SELECTED TEXT:
● ● ●
# Fraternal Greeting from Eastern North Carolina



## Tony Siciliano (Feb 9, 2011)

Hello from Eastern NC.  My name is Tony.  I'm a Master Mason from Lafayette Lodge #83, A.F & A.M. 

I was raised in 2006, and was active in many masonic forums and websites.  From 2007 - 2010, my cable-tow was pulled pretty short (AD Marine, father to two young boys, etc.).  My schedule has stabilized and I'm finally back in Lodge.

I'm happy to have found an active forum.  The vast majority of the sites I used to frequent are gone, or haven't been updated in a couple of years.  I'm pretty bummed about that... 

Anyway, I'm looking forward to some interesting discussions and good Masonic education.

Tony Siciliano
Lafayette Lodge #83
M∴M∴


----------



## Stephen (Feb 9, 2011)

Hello!
● ● ●
RECORDED INFORMATION:
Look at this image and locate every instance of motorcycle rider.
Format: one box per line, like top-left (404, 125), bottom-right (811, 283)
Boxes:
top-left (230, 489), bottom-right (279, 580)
● ● ●
LIST OF TASKS:
(A) List every year mentioned in the body of Tony Siciliano's post in the Masonic forum thread.
(B) Copy the stretch of the Masonic forum thread from "Hello from Eastern" through "good Masonic education." word for word.
(C) Carry on the Masonic forum thread from the point where it stops.
The material above comes from a separate source and has no connection to the Masonic forum thread.

SOLVED TASKS:
(A) 2006, 2007, 2010

(B)
Hello from Eastern NC.  My name is Tony.  I'm a Master Mason from Lafayette Lodge #83, A.F & A.M. 

I was raised in 2006, and was active in many masonic forums and websites.  From 2007 - 2010, my cable-tow was pulled pretty short (AD Marine, father to two young boys, etc.).  My schedule has stabilized and I'm finally back in Lodge.

I'm happy to have found an active forum.  The vast majority of the sites I used to frequent are gone, or haven't been updated in a couple of years.  I'm pretty bummed about that... 

Anyway, I'm looking forward to some interesting discussions and good Masonic education.

(C)
I was born and have family in Morehead City, NC. I live in Virginia now but would love to one day visit the lodges of my home.
Welcome to the forums and if I become a Mason I will look forward to calling you a brother.


----------



## Blake Bowden (Feb 9, 2011)

Welcome to the forums Bro. Tony!


----------



## Bro. Stewart P.M. (Feb 10, 2011)

Brother Tony,

Welcome to Masons of Texas!


----------



## Dave in Waco (Feb 10, 2011)

Welcome aboard Bro. Tony!!


----------



## Bro.BruceBenjamin (Feb 10, 2011)

Welcome my Carolina brother.


----------



## Bro. Brad Marrs (Feb 10, 2011)

Welcome aboard Brother!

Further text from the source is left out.